▶ **Testo**:
▶
Quando la pubblicità e le audience di massa non bastano…
Un interessante articolo tradotto in lingua italiana su Internazionale.it spiega che i costi di banda richiesti dai milioni di video amatoriali (e spesso vacui, poco rilevanti) caricati su Youtube conducono la piattaforma a una consistente gestione in perdita. Il significato è che Youtube non riesce a ripianare i costi di gestione con gli investimenti pubblicitari (per ora unica voce di introiti contemplata), in quanto gli investitori pubblicitari sarebbero poco interessati ad essere presenti in associazione a video - caricati liberamente dagli utenti - di scarsa qualità. Da qui la partnership di Youtube con diversi distributori di contenuti di qualità, per avere una leva convincente nei confronti degli investitori pubblicitari; tentativo però difficile fino a che la maggior parte dei contenuti che risucchiano banda (e generano costi) sono quelli amatoriali e di bassa qualità.
◀
▶ **Scopo dell'esercizio**:
Riporta tutti gli aggettivi e le espressioni qualificative con cui l'articolo su Youtube descrive i video caricati dagli utenti. Questi record provengono da un'altra fonte.

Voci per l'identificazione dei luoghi
▶
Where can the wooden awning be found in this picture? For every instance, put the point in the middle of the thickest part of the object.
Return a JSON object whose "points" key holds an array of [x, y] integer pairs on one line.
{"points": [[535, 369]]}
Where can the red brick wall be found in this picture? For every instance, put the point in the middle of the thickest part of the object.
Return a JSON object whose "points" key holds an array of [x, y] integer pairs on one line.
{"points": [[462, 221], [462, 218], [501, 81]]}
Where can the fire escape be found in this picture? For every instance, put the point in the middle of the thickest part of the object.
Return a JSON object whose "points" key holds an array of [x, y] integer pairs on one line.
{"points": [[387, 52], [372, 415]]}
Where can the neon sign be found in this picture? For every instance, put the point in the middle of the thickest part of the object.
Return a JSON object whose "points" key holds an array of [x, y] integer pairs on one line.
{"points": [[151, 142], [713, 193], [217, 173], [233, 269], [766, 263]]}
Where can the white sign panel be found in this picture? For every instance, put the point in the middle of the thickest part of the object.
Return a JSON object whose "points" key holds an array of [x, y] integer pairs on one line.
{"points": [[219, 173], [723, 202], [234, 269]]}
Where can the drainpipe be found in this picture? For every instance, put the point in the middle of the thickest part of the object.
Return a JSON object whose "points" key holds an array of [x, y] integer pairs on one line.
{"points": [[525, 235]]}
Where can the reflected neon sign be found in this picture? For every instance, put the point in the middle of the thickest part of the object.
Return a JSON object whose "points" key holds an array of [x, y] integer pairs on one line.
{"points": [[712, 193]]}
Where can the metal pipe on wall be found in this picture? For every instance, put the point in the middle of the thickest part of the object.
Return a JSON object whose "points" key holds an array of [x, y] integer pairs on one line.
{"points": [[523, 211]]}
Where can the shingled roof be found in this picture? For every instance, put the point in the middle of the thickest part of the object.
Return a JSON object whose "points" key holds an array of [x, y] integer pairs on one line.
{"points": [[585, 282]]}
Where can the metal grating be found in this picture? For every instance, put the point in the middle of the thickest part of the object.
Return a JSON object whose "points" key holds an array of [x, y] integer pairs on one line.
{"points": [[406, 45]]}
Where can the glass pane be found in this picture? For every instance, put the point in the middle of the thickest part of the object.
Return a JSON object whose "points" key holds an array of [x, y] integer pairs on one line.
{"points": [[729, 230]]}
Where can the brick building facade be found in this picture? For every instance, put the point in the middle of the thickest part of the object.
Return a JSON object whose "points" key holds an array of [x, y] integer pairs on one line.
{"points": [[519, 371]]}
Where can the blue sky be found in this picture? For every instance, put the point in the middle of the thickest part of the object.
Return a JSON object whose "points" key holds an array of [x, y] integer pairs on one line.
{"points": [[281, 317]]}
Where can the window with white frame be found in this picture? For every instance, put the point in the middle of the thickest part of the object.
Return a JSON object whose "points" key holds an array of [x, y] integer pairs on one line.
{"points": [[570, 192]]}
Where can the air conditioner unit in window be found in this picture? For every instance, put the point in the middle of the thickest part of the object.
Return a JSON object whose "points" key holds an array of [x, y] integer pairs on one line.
◀
▶ **Risposta attesa**:
amatoriali, vacui, poco rilevanti, di scarsa qualità, di bassa qualità